Sunday, November 16, 2008

The Embleton Sessions

I'm going to see how far I can get with this as I'm so knackered I can hardly push down the letters on my keyboard.
I've just had a blast of a time in a remote town in Northumberland that feels the way Christmas did when I was a small child, recording in a village hall with some of he best musicians I've ever played with.

Where to start? I was so scared I didn't sleep a wink the night before and practically cried as I went through the London rush hour to catch the train to Newcastle with my guitar on my back- people were literally shoving me out of the way in their hurry to get to work (mad!). A scary stop at the Beef Jerky place off the A1, a mile's drive across cold, quiet, flat fields to get plates of beans on toast, could have turned into a Deliverance experience and it was good to get going again. When we got to Embleton, an hour later than we meant to, everything was set up but waiting for a funeral in the next-door church to finish. There was the DJ Buddha, calm, sitting by the tea-hatch with his portable studio; the kit was set up in the corner, three amazing Gibson amps, like a little cream-coloured family, waited for their sound, and an array of fabulous guitars leaned casually up against the walls. A beautiful blonde double-bass reclined on the floor.

* **SUPPLIED RECORDS**
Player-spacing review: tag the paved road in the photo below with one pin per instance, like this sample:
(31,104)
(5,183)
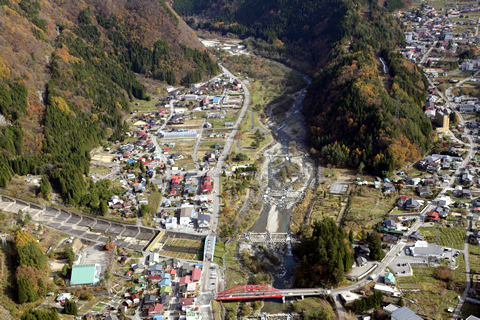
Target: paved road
(471,153)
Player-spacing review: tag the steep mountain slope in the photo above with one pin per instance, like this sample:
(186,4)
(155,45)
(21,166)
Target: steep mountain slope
(80,59)
(351,104)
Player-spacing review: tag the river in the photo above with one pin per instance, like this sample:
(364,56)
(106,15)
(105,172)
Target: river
(278,207)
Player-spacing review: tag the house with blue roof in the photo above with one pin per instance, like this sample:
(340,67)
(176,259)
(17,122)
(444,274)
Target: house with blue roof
(389,278)
(165,282)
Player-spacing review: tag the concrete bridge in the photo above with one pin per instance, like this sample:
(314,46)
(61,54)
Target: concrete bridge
(289,194)
(269,238)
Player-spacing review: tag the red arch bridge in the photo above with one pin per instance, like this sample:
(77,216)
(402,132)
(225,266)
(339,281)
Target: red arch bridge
(253,291)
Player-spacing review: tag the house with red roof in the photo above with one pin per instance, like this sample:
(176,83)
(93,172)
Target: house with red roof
(433,216)
(184,280)
(187,303)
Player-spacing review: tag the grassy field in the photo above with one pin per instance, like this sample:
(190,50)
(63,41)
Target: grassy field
(435,296)
(368,207)
(185,243)
(474,258)
(179,255)
(447,236)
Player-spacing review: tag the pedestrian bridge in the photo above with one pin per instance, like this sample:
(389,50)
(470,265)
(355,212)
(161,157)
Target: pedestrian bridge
(252,291)
(269,237)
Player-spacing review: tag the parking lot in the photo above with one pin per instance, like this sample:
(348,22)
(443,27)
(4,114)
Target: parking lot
(403,263)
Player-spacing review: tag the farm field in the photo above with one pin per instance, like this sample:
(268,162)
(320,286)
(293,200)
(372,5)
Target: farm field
(368,207)
(448,236)
(184,243)
(179,255)
(435,296)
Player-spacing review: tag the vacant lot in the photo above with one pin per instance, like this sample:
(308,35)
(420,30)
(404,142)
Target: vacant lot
(179,255)
(184,243)
(368,207)
(436,295)
(448,236)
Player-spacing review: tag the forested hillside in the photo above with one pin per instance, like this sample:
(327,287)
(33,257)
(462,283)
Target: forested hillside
(351,104)
(67,74)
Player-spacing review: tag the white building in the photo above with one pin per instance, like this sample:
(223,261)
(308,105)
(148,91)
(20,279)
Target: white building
(425,249)
(170,223)
(186,215)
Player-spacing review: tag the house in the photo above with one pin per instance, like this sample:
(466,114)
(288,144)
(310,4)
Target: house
(165,282)
(389,224)
(63,296)
(467,194)
(433,216)
(171,263)
(155,310)
(149,299)
(153,258)
(187,303)
(424,191)
(203,220)
(467,178)
(390,238)
(165,290)
(361,261)
(388,188)
(404,313)
(401,201)
(196,274)
(135,298)
(186,215)
(156,269)
(389,278)
(361,251)
(165,299)
(416,236)
(412,204)
(184,280)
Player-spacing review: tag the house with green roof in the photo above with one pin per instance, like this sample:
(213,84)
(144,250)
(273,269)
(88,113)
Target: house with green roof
(389,278)
(165,289)
(85,274)
(134,289)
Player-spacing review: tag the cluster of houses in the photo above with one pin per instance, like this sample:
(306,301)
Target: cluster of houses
(202,94)
(160,282)
(438,27)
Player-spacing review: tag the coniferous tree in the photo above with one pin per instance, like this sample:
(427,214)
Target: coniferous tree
(45,187)
(375,246)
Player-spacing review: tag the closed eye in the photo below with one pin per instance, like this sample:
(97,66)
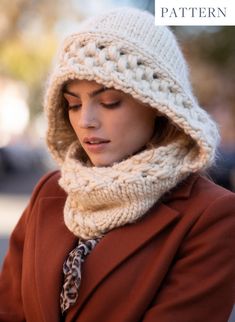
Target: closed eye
(111,105)
(74,107)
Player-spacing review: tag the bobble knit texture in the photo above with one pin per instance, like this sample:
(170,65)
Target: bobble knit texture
(124,49)
(103,198)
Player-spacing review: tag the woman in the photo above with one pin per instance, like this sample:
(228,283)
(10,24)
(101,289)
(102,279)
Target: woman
(129,229)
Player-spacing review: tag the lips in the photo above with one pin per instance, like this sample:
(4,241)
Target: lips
(94,140)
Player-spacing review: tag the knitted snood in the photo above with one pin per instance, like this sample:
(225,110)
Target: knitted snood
(103,198)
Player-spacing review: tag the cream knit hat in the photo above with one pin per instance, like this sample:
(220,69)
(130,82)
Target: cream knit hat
(124,49)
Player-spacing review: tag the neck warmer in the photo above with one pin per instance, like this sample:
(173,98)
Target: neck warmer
(103,198)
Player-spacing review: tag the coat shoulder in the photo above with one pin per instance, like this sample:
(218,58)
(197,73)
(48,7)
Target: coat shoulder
(198,192)
(48,185)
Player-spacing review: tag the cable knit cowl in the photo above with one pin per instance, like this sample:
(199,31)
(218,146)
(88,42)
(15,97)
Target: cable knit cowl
(103,198)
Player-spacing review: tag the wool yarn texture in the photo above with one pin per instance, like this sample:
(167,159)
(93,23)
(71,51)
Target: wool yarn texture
(124,49)
(103,198)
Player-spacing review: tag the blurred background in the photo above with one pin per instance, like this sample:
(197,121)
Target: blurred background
(30,32)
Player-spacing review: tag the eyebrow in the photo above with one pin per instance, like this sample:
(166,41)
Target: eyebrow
(92,94)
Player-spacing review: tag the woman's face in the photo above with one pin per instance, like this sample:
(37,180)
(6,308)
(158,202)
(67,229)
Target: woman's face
(109,124)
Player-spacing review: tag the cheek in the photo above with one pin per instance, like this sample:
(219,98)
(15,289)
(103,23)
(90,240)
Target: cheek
(73,122)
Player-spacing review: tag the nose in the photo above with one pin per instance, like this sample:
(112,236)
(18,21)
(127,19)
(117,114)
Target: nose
(88,118)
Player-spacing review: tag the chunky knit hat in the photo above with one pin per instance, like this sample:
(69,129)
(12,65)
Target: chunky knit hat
(124,49)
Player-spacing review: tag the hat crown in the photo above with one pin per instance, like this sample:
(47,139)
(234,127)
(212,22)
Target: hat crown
(138,27)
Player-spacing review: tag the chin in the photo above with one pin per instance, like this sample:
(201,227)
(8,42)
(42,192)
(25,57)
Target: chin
(104,162)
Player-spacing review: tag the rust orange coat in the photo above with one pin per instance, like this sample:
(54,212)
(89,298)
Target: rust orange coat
(175,265)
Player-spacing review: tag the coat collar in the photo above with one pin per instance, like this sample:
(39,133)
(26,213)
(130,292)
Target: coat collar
(125,240)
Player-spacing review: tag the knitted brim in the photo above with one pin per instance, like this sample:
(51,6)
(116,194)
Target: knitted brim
(141,67)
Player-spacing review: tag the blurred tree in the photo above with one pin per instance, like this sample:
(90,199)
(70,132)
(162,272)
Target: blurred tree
(28,41)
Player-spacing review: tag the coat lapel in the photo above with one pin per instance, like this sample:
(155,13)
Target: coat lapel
(53,244)
(116,246)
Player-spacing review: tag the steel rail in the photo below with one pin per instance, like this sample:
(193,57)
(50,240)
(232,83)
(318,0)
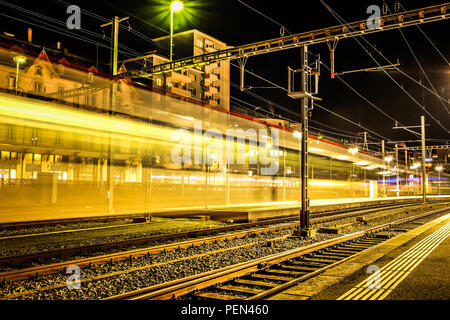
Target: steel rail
(202,281)
(322,217)
(20,274)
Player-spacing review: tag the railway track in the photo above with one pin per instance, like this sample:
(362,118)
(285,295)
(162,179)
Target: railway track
(316,219)
(92,262)
(264,277)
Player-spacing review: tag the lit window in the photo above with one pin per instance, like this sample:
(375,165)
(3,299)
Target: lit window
(12,81)
(38,87)
(37,158)
(60,68)
(199,43)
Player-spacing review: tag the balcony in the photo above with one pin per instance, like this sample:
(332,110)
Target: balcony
(213,103)
(211,77)
(180,92)
(210,67)
(210,48)
(178,77)
(211,90)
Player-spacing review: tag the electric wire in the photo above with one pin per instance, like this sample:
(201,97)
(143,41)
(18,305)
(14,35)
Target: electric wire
(344,23)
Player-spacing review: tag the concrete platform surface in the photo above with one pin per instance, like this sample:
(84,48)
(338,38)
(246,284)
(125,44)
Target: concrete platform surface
(421,273)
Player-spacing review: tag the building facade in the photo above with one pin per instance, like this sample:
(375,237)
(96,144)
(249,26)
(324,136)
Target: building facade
(210,83)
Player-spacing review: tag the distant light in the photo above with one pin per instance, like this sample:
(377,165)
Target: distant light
(342,157)
(176,6)
(20,59)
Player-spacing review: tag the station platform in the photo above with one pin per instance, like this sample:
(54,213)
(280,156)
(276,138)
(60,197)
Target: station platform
(237,212)
(411,266)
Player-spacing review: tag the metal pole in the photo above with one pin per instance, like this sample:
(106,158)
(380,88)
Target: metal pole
(17,76)
(424,174)
(406,171)
(171,34)
(397,169)
(304,214)
(384,178)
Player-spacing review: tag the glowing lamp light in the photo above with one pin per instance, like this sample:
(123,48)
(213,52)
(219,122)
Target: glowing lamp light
(20,59)
(176,6)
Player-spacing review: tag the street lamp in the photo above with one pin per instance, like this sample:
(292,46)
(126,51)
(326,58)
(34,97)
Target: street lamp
(439,169)
(18,60)
(353,151)
(174,7)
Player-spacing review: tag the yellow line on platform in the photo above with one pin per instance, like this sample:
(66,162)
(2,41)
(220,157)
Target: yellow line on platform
(62,231)
(392,274)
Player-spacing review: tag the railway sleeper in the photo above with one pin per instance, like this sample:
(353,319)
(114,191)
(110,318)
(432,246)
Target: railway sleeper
(216,296)
(255,283)
(258,276)
(240,289)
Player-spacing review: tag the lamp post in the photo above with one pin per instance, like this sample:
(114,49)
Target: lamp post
(174,7)
(388,159)
(18,60)
(439,169)
(353,151)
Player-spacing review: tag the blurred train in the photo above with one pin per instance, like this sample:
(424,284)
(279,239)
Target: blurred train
(65,158)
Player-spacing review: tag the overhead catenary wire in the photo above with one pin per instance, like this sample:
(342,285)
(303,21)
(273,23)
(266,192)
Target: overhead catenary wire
(419,64)
(354,90)
(265,16)
(429,40)
(344,23)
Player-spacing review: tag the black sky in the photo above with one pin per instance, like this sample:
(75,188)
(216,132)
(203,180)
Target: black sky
(235,24)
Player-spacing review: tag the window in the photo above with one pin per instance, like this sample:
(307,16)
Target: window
(12,81)
(39,70)
(37,158)
(38,87)
(92,99)
(199,43)
(60,68)
(11,133)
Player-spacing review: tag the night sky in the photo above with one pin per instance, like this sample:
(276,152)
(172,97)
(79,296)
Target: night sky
(236,24)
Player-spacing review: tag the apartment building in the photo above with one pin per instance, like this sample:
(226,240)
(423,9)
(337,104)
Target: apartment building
(210,83)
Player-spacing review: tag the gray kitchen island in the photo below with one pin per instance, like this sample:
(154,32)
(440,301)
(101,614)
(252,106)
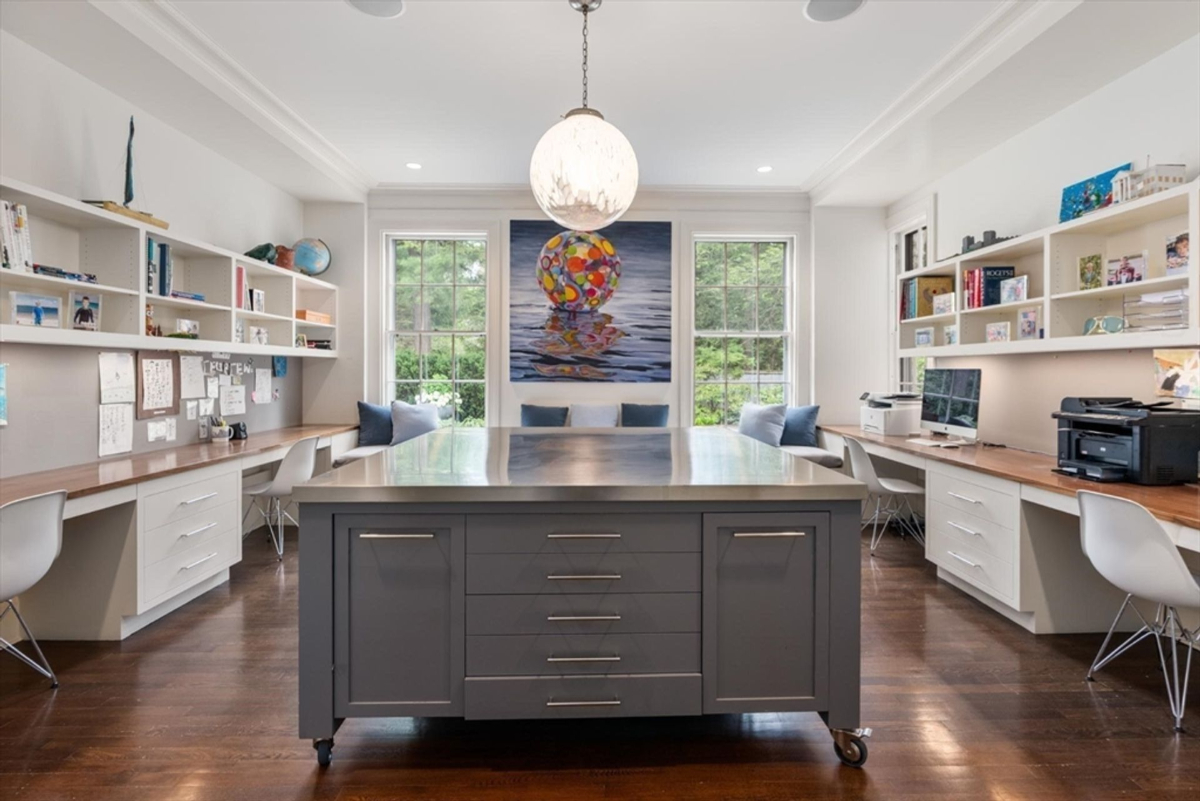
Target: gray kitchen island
(580,573)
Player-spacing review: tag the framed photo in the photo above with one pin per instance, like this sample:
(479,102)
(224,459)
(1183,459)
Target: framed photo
(1126,270)
(84,311)
(999,331)
(1015,289)
(1027,323)
(42,311)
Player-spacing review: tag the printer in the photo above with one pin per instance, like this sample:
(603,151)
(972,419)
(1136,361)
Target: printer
(889,413)
(1120,439)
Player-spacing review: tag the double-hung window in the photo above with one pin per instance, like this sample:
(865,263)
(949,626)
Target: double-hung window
(742,327)
(437,337)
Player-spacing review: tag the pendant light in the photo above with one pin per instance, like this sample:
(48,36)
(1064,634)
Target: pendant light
(583,170)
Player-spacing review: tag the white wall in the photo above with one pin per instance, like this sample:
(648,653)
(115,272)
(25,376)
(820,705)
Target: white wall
(489,212)
(851,305)
(63,132)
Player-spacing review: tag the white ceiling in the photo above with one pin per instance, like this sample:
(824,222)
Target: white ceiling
(706,90)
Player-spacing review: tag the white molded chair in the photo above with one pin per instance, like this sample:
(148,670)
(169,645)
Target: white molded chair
(30,541)
(892,497)
(1129,548)
(295,468)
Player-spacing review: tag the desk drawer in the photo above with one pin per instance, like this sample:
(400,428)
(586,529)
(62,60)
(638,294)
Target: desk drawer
(539,655)
(583,614)
(573,534)
(582,697)
(171,505)
(996,501)
(187,567)
(187,531)
(989,573)
(973,531)
(583,573)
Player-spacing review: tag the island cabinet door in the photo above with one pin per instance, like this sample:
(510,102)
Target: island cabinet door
(766,612)
(400,625)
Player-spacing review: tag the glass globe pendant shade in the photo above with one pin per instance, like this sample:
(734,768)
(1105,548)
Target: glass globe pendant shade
(583,172)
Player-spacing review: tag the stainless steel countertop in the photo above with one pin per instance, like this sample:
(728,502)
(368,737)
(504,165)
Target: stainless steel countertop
(580,464)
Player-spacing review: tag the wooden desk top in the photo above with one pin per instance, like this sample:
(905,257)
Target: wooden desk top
(112,474)
(1179,504)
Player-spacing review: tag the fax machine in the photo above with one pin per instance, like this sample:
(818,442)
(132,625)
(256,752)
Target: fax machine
(1119,439)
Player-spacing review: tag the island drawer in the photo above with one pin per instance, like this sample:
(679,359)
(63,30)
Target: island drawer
(582,573)
(574,534)
(551,697)
(538,655)
(583,614)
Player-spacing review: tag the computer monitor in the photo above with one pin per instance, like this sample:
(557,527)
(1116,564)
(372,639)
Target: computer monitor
(949,403)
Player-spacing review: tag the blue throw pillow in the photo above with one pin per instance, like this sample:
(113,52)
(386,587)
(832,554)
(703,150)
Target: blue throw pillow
(643,415)
(409,421)
(375,425)
(543,416)
(801,426)
(763,423)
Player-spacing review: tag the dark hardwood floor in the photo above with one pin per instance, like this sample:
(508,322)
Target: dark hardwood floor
(202,706)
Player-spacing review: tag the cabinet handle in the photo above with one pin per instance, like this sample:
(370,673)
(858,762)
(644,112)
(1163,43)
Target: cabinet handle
(203,528)
(603,577)
(199,561)
(961,559)
(583,536)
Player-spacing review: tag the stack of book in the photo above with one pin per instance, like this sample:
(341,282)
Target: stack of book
(981,285)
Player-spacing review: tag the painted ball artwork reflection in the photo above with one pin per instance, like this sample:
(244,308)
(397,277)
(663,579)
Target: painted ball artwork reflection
(579,271)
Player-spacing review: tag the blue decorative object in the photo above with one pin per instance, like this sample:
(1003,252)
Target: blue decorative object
(543,416)
(801,426)
(311,257)
(375,425)
(763,423)
(643,415)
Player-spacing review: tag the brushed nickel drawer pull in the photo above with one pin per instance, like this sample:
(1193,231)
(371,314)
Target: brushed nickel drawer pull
(199,561)
(203,528)
(961,559)
(583,536)
(615,702)
(603,577)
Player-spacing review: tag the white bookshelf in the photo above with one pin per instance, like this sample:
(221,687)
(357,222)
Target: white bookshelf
(1050,259)
(79,238)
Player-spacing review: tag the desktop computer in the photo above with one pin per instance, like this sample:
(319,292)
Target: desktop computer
(949,404)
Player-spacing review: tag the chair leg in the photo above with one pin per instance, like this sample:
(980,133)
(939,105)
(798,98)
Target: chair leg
(5,645)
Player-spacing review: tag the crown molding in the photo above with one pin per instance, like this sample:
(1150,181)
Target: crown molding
(1005,31)
(166,30)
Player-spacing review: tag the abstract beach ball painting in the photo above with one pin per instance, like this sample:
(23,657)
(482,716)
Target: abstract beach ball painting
(579,271)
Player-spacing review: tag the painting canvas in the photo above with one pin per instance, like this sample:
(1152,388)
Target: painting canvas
(1096,192)
(589,306)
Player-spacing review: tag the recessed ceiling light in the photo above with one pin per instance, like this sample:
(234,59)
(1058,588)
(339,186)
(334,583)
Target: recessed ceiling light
(828,11)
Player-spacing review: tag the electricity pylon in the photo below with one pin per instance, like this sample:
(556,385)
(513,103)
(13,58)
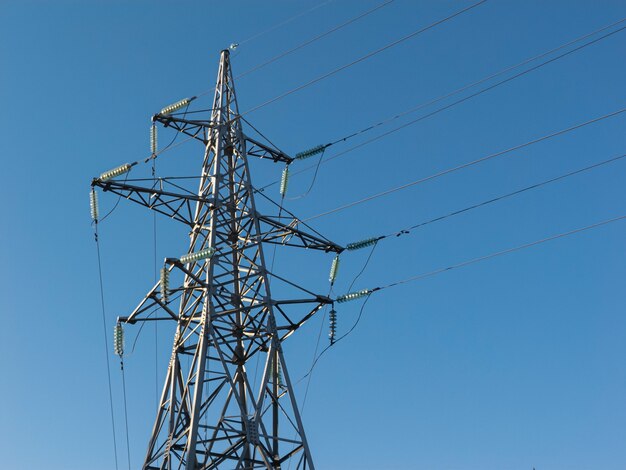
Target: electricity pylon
(209,415)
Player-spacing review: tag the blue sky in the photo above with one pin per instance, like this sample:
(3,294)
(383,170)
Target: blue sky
(513,363)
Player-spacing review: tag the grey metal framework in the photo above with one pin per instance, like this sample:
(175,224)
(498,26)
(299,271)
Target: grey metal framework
(209,415)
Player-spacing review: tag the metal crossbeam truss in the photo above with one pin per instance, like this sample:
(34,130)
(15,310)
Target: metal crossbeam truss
(210,414)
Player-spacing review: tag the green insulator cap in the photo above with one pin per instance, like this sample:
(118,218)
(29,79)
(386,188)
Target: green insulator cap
(310,152)
(352,296)
(362,244)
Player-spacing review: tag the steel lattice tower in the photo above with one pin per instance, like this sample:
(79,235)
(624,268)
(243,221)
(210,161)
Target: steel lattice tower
(209,415)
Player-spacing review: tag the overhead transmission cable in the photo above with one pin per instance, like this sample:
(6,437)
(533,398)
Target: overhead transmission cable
(282,23)
(499,253)
(373,241)
(447,95)
(466,165)
(314,39)
(473,84)
(94,214)
(366,293)
(362,58)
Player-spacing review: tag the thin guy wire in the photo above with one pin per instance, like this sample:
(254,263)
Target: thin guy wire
(466,165)
(156,324)
(125,410)
(106,341)
(500,253)
(312,40)
(455,103)
(361,59)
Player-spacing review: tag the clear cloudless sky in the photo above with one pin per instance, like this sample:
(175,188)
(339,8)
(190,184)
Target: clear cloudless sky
(511,364)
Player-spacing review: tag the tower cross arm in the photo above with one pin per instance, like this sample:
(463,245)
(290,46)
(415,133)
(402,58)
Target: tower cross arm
(290,235)
(178,206)
(194,128)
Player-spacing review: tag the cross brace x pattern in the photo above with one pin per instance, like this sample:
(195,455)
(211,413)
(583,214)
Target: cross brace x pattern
(210,416)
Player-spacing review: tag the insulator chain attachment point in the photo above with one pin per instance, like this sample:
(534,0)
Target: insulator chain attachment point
(334,269)
(176,106)
(93,203)
(284,181)
(332,330)
(120,170)
(310,152)
(362,244)
(118,340)
(165,284)
(153,139)
(353,296)
(197,256)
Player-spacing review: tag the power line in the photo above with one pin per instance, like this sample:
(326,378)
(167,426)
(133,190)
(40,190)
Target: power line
(473,84)
(455,103)
(368,292)
(283,23)
(366,56)
(407,230)
(499,253)
(106,340)
(314,39)
(466,165)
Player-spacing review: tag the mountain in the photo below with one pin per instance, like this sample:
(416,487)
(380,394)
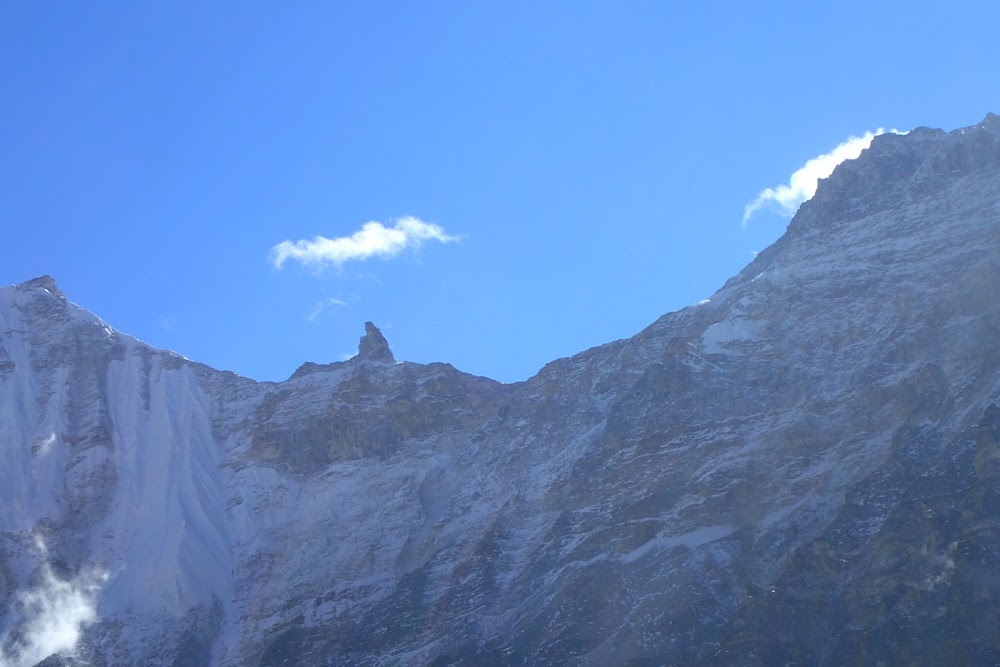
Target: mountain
(805,469)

* **JOBS**
1 > List every geographic place name mentioned in the Embleton Sessions post.
2 > In the Embleton Sessions post, what was everything waiting on when the group arrived in Embleton?
The items have nothing to do with the Embleton Sessions post.

* **FINAL RESULTS**
1 > Northumberland, London, Newcastle, the A1, Embleton

2 > A funeral in the church next door had to finish.